→ **Data shown**:
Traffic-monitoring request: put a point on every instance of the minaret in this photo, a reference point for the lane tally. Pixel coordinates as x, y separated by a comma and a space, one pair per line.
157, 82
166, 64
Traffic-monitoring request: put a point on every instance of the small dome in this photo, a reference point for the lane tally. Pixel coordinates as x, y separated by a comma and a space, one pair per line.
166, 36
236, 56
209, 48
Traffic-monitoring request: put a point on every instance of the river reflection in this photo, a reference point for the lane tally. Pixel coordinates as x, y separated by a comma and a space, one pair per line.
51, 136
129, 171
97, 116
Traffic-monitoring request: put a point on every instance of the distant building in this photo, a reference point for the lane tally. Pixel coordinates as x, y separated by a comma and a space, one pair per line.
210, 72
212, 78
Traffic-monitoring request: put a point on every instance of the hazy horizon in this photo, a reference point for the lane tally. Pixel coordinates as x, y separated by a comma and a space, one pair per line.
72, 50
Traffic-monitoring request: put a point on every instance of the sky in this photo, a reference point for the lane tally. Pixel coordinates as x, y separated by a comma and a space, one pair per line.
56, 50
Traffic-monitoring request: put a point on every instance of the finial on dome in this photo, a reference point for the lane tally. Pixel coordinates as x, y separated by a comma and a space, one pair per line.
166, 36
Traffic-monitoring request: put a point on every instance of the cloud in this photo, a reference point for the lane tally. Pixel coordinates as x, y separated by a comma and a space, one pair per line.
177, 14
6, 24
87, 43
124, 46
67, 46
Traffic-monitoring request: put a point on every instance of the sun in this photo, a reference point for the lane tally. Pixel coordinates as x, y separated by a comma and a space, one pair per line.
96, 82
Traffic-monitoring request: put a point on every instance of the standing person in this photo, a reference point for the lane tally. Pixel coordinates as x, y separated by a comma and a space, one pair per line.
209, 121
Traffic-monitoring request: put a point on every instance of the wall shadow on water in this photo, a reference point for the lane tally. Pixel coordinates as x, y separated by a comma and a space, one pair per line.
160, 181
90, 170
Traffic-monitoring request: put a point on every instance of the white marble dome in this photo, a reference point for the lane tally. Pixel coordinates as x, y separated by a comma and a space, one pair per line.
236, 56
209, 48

→ **Do this**: Rewrite every line of the data above as a numbered list, omitting any blank lines.

→ **Correct result**:
1. Traffic-monitoring request: put a point on every instance of the minaret in this photo, a reference point for the lane tally. Pixel coordinates as x, y separated by a comma and a space, one pair per line.
2. 157, 82
3. 166, 64
4. Traffic-monitoring request: put a point on every instance of the small dome in this photo, a reference point for the lane tally. Pixel coordinates as x, y separated by a comma and a space, one pair per line.
5. 166, 36
6. 236, 56
7. 209, 48
8. Traffic-monitoring request: put a point on every instance of the river reflection in this photo, a reference point for the lane tally. Pixel coordinates as x, y separated by a comma and a space, one pair per line.
9. 51, 136
10. 129, 171
11. 97, 116
12. Traffic-monitoring request: put a point on every instance of the distant building in this photo, a reference point for the lane tally. Pixel coordinates as x, y separated by a comma and a space, one pair per line.
13. 210, 72
14. 212, 78
15. Traffic-monitoring request: put a point on every instance of the hazy horizon in this photo, a reference point for the lane tally. Pixel coordinates as x, y separated by a comma and a space, one pair per line.
16. 72, 50
17. Traffic-monitoring request: put a point on every instance of the sky in this photo, a reference point for the lane tally. Pixel coordinates as x, y separated by a comma and a space, one pair per line.
18. 56, 50
19. Traffic-monitoring request: put a point on every instance of the finial on dome in this photo, a reference point for the lane tally. Pixel coordinates as x, y separated by a comma and a space, one pair per line.
20. 166, 36
21. Traffic-monitoring request: put a point on every instance of the cloud in this photo, a reference point for the lane tally. Pixel coordinates as x, y separated by a comma and a space, one pair per line.
22. 177, 14
23. 6, 24
24. 87, 43
25. 124, 46
26. 67, 46
27. Traffic-monitoring request: put a point on every instance of the sun in this photo, a reference point for the lane tally. Pixel coordinates as x, y separated by a comma and a space, one pair per line.
28. 96, 82
29. Traffic-monitoring request: put a point on every instance of the standing person in this photo, a reference point for the lane tally. Pixel coordinates as x, y separated by a comma and a space, one pair per line.
30. 209, 121
31. Traffic-monitoring request: put a point on every instance of the wall shadow on water in this photo, a reference point for the lane tally. Pixel coordinates as x, y separated by a comma and a space, one pair per line.
32. 160, 181
33. 90, 170
34. Traffic-monitoring request: put a point on every instance of the white marble dome in this photo, a reference point for the lane tally. Pixel coordinates as x, y separated by a comma and a space, one pair per line.
35. 236, 56
36. 209, 48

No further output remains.